[Aim]: Every entry should be repeated exactly. Omit the pictures.

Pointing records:
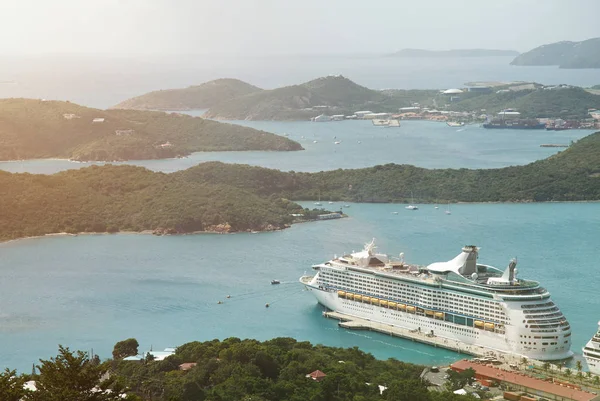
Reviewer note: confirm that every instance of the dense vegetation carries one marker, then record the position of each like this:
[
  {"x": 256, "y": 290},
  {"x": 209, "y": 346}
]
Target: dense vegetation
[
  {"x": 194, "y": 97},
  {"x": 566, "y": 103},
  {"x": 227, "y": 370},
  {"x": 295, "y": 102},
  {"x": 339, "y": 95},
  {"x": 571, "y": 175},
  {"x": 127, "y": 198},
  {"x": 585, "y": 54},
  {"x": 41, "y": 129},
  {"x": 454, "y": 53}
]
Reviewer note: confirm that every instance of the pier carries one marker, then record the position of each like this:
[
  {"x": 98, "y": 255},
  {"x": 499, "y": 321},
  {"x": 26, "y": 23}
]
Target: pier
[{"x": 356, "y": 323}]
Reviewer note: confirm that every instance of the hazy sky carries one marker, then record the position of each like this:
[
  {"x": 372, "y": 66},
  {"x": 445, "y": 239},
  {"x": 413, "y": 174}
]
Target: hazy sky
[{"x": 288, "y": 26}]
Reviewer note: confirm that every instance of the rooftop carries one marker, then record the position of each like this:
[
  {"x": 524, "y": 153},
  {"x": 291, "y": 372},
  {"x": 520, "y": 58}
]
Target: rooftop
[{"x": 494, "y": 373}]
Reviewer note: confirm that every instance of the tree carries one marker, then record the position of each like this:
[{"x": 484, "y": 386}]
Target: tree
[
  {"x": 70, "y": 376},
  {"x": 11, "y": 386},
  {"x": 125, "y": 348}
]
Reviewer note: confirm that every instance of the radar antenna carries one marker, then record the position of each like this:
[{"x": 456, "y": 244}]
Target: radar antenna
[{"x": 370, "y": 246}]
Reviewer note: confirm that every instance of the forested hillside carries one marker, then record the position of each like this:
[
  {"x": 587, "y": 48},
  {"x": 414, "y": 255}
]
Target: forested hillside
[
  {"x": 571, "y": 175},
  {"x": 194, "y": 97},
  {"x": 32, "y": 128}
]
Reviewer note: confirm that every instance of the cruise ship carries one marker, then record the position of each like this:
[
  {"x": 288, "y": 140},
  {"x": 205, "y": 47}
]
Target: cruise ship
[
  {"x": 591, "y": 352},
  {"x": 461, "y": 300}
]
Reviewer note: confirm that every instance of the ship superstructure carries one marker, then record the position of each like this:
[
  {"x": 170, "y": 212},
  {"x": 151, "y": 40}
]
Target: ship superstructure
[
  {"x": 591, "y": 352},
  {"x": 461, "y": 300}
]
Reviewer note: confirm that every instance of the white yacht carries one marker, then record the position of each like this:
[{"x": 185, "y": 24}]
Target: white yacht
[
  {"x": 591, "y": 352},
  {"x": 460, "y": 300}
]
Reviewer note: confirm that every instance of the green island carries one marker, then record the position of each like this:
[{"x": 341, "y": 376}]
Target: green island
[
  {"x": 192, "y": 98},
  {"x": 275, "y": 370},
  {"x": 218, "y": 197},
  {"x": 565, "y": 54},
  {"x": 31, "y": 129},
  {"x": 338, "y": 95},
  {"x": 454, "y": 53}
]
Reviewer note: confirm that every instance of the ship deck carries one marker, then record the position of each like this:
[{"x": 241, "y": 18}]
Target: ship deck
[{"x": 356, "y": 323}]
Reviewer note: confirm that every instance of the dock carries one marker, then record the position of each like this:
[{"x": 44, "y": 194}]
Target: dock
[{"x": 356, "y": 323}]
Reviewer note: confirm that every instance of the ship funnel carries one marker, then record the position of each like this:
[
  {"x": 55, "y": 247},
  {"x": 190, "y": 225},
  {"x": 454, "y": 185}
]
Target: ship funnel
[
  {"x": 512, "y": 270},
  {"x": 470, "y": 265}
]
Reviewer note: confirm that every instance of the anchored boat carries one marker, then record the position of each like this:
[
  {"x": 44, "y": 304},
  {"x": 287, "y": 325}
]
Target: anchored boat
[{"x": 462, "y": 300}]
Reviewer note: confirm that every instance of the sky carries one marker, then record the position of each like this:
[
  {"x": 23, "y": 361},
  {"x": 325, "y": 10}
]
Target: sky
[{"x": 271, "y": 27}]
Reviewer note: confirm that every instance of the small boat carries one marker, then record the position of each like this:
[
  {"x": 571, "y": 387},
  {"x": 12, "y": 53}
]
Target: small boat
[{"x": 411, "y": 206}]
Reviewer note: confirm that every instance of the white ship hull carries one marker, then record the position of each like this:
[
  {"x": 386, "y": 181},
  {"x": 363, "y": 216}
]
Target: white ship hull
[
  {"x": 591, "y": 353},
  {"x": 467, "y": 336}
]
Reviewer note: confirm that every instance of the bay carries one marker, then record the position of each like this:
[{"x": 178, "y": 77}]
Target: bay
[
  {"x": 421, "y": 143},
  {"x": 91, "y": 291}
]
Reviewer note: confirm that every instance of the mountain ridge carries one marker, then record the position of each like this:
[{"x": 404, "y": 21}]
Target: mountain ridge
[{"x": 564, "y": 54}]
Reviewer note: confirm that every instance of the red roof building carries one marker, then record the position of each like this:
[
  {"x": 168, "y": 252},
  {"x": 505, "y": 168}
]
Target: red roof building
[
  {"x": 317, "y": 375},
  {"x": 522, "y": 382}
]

[Exercise answer]:
Reviewer note: confirm that every instance of the dense vegetation carries one marker, then record the position of each like this:
[
  {"x": 256, "y": 290},
  {"x": 209, "y": 346}
]
Target: dense vegetation
[
  {"x": 194, "y": 97},
  {"x": 566, "y": 103},
  {"x": 227, "y": 370},
  {"x": 295, "y": 102},
  {"x": 339, "y": 95},
  {"x": 571, "y": 175},
  {"x": 127, "y": 198},
  {"x": 585, "y": 54},
  {"x": 41, "y": 129},
  {"x": 454, "y": 53}
]
Reviewer note: confirm that every instance of the pier carries one marker, then record the position of each like this:
[
  {"x": 98, "y": 255},
  {"x": 499, "y": 321},
  {"x": 26, "y": 23}
]
Target: pier
[{"x": 356, "y": 323}]
Reviewer note: confirm that every instance of the hazy sky carries one marker, then record the position of each like this:
[
  {"x": 372, "y": 66},
  {"x": 445, "y": 239},
  {"x": 413, "y": 174}
]
Target: hazy sky
[{"x": 288, "y": 26}]
Reviewer note: confirm that every instance of the rooftop carries one marker, then record the position of each like this:
[
  {"x": 524, "y": 153},
  {"x": 291, "y": 372},
  {"x": 520, "y": 58}
]
Target: rooftop
[{"x": 494, "y": 373}]
Reviewer note: confirm that every instance of the tree carries one marker, then record the position of each like this:
[{"x": 484, "y": 386}]
Target: tree
[
  {"x": 70, "y": 376},
  {"x": 11, "y": 386},
  {"x": 125, "y": 348}
]
Reviewer note: confirm that every instance of the radar antenna carries one marker, then record the position of each like this:
[{"x": 456, "y": 244}]
Target: radar antenna
[{"x": 370, "y": 246}]
Reviewer note: confirm that every instance of the forested hillside carries one marker, then record the position of each like this:
[
  {"x": 587, "y": 48},
  {"x": 414, "y": 255}
]
Target: forested hillside
[
  {"x": 571, "y": 175},
  {"x": 194, "y": 97},
  {"x": 32, "y": 128}
]
Reviewer note: confirm that every instance of the cruise ship carries one marker, then record the position of each like this:
[
  {"x": 288, "y": 140},
  {"x": 205, "y": 47}
]
Target: cruise ship
[
  {"x": 591, "y": 352},
  {"x": 461, "y": 300}
]
Reviewer note: confirm that every instance of the ship superstructure carries one marker, then record the position of each like this:
[
  {"x": 170, "y": 212},
  {"x": 151, "y": 40}
]
Target: ship superstructure
[
  {"x": 591, "y": 352},
  {"x": 461, "y": 300}
]
Reviewer note: confirm that every instance of the white yacht carries one marker, then record the position of each like this:
[{"x": 185, "y": 24}]
Target: white yacht
[
  {"x": 591, "y": 352},
  {"x": 460, "y": 300}
]
Reviewer note: confirm that every instance of the green island carries one marker, then record the position of each like this:
[{"x": 341, "y": 376}]
Target: green island
[
  {"x": 192, "y": 98},
  {"x": 275, "y": 370},
  {"x": 218, "y": 197},
  {"x": 565, "y": 54},
  {"x": 31, "y": 129},
  {"x": 338, "y": 95},
  {"x": 454, "y": 53}
]
Reviewer note: confirm that every instance of the ship deck carries one marker, then record the position of each like this:
[{"x": 241, "y": 18}]
Target: ship deck
[{"x": 356, "y": 323}]
Reviewer note: confirm that every instance of the dock carries one marker, then record the position of each like this:
[{"x": 44, "y": 194}]
Target: dock
[{"x": 356, "y": 323}]
Reviewer note: confirm that every instance of the ship funnel carries one marker, then record the position of each like this:
[
  {"x": 55, "y": 247},
  {"x": 190, "y": 225},
  {"x": 454, "y": 185}
]
Target: ship funnel
[
  {"x": 512, "y": 270},
  {"x": 470, "y": 265}
]
Reviewer note: confirm that every instance of the anchored boat carries one marker, then record the position of each like this:
[
  {"x": 44, "y": 304},
  {"x": 287, "y": 325}
]
Target: anchored boat
[{"x": 462, "y": 300}]
Reviewer note: confirm that every instance of the sky carries one marker, then record the position of each like this:
[
  {"x": 23, "y": 361},
  {"x": 325, "y": 10}
]
Target: sky
[{"x": 271, "y": 27}]
Reviewer note: confirm that every instance of the small boat carries one marker, then record the position of each like this:
[
  {"x": 571, "y": 387},
  {"x": 12, "y": 53}
]
Target: small boat
[{"x": 411, "y": 206}]
Reviewer note: confirm that every instance of the white ship hull carries one marker, then record the position of each like this:
[
  {"x": 386, "y": 181},
  {"x": 363, "y": 216}
]
Target: white ship hull
[
  {"x": 591, "y": 353},
  {"x": 467, "y": 336}
]
Reviewer note: confirm that every instance of the bay carries one marker, then record the position of each like this:
[{"x": 178, "y": 77}]
Target: bay
[
  {"x": 421, "y": 143},
  {"x": 91, "y": 291}
]
Reviewer note: confirm that every instance of the mountain ridge carries one marker, then record the position of each like this:
[{"x": 404, "y": 21}]
Target: mountain ridge
[{"x": 564, "y": 54}]
Reviewer note: confirm that every instance of the red roof building carries one marker, then record the position of each like this:
[
  {"x": 168, "y": 252},
  {"x": 505, "y": 168}
]
Target: red roof building
[
  {"x": 317, "y": 375},
  {"x": 522, "y": 382}
]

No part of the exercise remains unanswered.